Part of a data file
━━━━━━━━━━

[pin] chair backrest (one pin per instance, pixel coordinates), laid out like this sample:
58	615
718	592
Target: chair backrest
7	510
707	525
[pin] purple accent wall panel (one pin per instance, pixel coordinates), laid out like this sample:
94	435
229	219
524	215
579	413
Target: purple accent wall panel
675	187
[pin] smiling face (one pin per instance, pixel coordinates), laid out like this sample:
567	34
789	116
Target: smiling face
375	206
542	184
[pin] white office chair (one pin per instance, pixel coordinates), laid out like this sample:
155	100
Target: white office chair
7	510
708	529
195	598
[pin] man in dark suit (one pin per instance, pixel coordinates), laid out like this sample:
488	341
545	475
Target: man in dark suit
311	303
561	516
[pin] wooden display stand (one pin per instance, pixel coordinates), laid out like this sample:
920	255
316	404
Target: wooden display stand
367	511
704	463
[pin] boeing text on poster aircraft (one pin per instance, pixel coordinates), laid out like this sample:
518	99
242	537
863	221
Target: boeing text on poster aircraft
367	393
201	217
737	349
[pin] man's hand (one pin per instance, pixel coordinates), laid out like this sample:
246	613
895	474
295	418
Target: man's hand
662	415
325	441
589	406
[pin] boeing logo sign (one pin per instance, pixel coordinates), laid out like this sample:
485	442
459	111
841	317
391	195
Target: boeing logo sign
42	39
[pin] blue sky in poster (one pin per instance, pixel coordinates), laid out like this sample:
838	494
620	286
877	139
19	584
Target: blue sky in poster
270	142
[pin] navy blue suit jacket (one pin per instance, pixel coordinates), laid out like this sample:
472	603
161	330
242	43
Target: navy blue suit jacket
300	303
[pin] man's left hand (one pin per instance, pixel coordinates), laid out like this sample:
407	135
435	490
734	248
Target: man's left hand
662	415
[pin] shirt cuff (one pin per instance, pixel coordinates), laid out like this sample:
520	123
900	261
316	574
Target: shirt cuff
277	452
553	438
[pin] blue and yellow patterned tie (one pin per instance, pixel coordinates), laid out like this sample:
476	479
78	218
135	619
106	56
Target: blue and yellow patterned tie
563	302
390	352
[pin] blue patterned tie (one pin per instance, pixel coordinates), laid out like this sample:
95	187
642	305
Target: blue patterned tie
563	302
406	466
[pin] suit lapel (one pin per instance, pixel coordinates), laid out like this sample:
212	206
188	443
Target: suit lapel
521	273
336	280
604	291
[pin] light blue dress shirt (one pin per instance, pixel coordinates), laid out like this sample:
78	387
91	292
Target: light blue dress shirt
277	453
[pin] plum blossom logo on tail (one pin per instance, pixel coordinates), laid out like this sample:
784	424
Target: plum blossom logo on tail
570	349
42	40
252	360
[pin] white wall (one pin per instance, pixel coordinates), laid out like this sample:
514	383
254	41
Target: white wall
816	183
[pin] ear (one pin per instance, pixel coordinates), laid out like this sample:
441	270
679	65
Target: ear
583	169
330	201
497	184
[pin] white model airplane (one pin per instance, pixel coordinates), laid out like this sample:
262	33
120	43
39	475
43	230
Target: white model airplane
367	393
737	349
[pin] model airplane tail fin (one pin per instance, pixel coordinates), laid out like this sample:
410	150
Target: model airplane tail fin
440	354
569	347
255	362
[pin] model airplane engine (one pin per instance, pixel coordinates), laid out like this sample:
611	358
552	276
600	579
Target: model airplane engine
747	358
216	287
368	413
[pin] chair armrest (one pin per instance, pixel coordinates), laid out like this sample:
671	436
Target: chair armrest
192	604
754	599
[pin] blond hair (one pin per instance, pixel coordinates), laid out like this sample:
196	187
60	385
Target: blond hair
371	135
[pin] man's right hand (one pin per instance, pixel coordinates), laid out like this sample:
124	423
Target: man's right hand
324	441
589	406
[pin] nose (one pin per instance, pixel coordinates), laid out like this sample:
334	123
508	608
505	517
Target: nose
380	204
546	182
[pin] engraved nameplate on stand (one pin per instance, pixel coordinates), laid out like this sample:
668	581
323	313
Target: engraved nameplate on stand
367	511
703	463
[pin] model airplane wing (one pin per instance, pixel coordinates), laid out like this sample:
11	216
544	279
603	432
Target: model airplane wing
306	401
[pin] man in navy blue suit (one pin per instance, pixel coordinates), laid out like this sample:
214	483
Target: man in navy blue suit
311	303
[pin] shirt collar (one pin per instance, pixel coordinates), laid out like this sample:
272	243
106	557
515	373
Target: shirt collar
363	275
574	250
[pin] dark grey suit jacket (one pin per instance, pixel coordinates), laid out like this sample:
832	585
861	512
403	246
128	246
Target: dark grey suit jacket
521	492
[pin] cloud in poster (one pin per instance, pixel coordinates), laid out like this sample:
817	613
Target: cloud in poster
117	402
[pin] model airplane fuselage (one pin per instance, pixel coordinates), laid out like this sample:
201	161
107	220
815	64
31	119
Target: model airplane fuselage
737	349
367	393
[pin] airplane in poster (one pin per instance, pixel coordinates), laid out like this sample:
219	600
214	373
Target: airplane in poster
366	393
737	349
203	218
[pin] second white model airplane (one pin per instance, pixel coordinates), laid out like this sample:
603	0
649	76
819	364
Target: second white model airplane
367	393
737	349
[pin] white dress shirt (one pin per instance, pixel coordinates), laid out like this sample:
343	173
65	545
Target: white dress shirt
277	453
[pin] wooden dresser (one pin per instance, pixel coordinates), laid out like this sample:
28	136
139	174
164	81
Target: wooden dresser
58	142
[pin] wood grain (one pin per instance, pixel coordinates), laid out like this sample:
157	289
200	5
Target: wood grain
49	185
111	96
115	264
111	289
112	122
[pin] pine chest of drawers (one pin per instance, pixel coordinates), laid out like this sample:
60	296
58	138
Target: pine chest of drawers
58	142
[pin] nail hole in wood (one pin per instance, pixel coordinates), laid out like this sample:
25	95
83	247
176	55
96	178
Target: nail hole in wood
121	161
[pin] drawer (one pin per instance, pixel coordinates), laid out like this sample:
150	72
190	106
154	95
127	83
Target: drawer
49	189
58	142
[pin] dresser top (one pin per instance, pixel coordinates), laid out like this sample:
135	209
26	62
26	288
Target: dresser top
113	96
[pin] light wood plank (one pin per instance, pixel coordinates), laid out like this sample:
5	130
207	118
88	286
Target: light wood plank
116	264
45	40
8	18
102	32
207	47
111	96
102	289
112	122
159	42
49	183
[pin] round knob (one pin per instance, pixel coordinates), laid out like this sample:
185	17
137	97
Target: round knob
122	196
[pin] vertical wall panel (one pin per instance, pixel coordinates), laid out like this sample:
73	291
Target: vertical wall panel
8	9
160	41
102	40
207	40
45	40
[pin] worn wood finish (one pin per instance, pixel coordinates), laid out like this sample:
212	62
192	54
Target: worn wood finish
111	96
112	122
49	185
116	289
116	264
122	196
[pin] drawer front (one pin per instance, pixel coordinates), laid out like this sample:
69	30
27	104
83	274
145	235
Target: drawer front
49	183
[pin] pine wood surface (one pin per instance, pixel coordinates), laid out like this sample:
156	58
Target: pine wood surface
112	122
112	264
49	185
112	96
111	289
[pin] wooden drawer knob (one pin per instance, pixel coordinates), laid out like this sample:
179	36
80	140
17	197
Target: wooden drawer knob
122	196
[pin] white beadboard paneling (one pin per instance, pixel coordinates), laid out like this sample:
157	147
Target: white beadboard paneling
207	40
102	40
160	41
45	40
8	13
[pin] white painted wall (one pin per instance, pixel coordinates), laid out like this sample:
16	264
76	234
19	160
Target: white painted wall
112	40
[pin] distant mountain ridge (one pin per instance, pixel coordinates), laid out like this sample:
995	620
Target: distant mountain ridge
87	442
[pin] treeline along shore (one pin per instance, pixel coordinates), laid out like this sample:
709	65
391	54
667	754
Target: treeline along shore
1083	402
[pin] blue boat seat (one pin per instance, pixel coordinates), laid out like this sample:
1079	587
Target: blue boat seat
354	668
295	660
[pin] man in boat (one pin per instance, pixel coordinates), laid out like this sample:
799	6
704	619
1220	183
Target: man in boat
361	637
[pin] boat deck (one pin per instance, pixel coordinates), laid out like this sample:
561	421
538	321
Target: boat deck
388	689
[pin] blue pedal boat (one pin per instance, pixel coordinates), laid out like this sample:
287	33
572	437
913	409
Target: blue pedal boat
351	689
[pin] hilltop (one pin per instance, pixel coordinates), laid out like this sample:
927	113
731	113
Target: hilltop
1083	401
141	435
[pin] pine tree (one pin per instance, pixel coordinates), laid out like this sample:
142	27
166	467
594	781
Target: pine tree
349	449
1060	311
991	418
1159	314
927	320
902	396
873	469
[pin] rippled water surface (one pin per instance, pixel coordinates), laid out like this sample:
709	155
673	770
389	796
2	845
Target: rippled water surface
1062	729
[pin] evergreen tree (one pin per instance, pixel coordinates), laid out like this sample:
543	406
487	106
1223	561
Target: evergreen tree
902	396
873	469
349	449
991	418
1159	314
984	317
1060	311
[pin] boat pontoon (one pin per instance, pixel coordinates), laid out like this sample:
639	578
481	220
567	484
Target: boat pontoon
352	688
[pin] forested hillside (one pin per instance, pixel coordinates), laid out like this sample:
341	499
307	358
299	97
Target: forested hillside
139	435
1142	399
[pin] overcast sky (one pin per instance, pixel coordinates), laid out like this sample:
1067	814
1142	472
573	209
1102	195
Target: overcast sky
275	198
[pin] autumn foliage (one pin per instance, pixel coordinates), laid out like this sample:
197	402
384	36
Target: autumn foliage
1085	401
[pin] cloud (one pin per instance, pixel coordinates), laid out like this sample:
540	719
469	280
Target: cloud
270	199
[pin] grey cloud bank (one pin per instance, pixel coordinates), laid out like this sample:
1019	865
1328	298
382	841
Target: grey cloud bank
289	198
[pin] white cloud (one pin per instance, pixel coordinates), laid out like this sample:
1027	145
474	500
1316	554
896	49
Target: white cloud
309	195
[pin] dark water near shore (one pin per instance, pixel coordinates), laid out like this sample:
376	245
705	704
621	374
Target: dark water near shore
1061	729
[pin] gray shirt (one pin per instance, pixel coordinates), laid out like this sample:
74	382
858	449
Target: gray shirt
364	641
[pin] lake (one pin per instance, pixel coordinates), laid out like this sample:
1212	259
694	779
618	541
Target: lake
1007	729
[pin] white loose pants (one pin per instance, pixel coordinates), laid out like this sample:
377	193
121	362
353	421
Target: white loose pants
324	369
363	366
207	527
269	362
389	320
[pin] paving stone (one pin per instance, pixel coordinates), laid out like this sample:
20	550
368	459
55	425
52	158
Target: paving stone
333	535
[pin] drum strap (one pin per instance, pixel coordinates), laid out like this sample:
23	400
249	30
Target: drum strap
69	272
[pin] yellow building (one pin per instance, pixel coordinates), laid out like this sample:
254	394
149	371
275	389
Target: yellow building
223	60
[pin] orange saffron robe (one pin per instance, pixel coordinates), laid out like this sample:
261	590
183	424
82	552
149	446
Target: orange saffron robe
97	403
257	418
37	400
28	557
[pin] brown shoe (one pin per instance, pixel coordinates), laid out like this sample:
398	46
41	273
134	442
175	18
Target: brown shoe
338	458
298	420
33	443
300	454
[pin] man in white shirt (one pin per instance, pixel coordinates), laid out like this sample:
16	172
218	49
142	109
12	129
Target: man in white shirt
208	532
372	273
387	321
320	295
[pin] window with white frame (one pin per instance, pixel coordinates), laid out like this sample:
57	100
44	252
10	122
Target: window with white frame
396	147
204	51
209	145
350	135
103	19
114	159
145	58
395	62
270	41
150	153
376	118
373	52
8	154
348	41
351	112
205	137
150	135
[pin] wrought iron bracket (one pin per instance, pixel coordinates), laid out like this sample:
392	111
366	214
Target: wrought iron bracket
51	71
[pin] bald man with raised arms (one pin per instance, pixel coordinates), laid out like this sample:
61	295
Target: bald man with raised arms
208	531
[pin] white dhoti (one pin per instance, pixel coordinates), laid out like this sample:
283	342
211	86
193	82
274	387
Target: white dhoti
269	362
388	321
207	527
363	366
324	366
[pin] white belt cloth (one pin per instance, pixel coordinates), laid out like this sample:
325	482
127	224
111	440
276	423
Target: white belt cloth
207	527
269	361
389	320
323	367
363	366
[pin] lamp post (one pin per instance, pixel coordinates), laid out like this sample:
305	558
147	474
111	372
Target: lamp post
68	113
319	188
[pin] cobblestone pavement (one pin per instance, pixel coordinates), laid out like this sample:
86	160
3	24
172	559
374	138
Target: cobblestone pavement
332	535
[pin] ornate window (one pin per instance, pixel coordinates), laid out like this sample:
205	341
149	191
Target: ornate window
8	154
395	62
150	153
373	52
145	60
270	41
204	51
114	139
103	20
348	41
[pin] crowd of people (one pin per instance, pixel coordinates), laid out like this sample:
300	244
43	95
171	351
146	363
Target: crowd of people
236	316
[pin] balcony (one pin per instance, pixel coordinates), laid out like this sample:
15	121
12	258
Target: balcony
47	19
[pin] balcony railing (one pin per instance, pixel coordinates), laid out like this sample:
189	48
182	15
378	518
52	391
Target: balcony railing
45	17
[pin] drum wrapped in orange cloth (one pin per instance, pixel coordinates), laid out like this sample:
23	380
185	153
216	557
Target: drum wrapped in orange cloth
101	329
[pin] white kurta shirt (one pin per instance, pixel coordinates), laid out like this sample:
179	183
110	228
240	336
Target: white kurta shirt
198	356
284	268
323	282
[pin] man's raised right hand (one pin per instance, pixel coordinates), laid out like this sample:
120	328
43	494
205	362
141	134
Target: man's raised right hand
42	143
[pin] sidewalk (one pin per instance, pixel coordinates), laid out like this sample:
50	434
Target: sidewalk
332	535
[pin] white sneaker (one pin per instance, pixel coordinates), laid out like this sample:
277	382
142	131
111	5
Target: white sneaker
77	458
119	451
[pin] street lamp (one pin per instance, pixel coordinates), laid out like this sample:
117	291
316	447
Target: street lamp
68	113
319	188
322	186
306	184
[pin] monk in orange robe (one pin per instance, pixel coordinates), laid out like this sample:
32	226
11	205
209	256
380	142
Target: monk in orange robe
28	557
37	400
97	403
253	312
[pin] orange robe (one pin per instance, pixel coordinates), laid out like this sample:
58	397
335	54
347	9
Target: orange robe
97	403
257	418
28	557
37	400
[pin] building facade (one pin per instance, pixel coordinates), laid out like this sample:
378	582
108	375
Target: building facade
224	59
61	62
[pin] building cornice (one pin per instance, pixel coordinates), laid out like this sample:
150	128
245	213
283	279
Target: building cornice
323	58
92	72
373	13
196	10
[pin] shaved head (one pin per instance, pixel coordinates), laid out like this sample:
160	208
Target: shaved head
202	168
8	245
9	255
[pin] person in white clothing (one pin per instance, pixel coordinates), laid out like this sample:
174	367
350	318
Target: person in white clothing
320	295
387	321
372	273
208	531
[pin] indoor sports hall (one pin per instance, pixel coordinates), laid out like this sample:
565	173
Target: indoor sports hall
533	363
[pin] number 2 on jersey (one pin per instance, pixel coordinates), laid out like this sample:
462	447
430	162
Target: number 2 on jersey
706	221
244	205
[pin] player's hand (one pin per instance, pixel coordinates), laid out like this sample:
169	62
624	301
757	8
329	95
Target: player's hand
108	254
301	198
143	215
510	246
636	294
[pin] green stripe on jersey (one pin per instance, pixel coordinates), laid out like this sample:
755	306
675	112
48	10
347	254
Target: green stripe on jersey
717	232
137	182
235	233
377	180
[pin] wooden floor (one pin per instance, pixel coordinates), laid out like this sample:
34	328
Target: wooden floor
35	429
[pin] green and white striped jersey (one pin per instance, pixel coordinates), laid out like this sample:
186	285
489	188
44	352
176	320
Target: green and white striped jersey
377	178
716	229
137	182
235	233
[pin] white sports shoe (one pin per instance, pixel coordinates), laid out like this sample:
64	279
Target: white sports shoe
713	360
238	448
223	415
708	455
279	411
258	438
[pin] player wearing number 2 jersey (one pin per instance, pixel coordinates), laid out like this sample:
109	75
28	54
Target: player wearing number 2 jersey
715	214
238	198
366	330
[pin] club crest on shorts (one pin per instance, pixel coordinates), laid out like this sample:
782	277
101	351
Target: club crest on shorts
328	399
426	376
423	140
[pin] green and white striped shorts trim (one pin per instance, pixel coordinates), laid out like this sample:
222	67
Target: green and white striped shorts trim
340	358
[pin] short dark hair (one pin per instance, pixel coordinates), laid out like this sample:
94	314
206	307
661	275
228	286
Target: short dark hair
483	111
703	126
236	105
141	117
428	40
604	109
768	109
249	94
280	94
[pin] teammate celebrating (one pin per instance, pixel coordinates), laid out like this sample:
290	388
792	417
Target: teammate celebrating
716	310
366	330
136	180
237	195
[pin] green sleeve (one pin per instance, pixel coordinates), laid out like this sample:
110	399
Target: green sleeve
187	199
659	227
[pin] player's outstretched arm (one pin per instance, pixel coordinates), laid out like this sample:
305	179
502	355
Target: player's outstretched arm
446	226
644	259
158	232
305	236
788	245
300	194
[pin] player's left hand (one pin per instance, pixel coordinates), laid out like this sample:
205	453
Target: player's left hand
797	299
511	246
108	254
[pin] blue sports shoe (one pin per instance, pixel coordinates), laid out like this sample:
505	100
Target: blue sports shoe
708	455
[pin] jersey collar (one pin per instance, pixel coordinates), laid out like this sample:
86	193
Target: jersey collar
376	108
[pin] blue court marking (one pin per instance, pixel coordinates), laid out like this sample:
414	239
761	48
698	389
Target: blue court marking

━━━━━━━━━━

**What to produce:** Transcribe, word for word, every line from the one containing "[pin] player wearing" through the final line of the entries, and nothing else.

**Problem solution:**
[pin] player wearing number 2 jersey (one pin per instance, pixel coordinates), laid out like this sample:
109	75
28	54
Target: player wearing number 2 jersey
715	214
238	198
366	330
[pin] club crest on shorts (one pin per instance, pixel coordinates), laid out like this sample:
782	277
101	351
Target: club crest on shorts
328	399
426	376
423	140
[pin] green and white striped shorts trim (one pin per instance, pixel coordinates), laid out like this sample:
222	67
Target: green and white striped shorts trim
340	358
[pin] short dark hair (one pin per instance, pixel coordinates), laid out like this sample:
94	314
206	307
661	275
228	286
Target: short dark hair
483	111
703	126
236	105
141	117
428	40
604	109
768	109
249	94
280	94
[pin] teammate celebrating (one pin per instance, pixel coordinates), laid out like this sample:
290	388
792	417
Target: teammate celebrating
716	310
366	330
136	180
237	195
[pin] green sleeve (one pin per instance, pixel coordinates), laid out like this sample:
110	399
Target: green sleeve
187	199
659	227
[pin] player's outstretched arm (one pin per instance, pixel coordinates), laid out like this sample:
305	179
502	355
Target: player's outstretched arm
446	226
644	259
158	232
305	236
788	245
300	194
[pin] player's left hand (one pin per instance, pixel coordinates), laid out like this sample:
205	453
Target: player's left hand
797	299
511	246
108	254
[pin] blue sports shoe (one pin per instance, pixel coordinates), laid out like this sample:
505	100
Target: blue sports shoe
708	455
[pin] jersey collar (one pin per instance, pixel coordinates), laid out like this sample:
86	193
Target: jersey collar
376	108
[pin] blue court marking (one pin per instance, pixel coordinates), laid out like this sample:
414	239
761	48
698	389
Target: blue court marking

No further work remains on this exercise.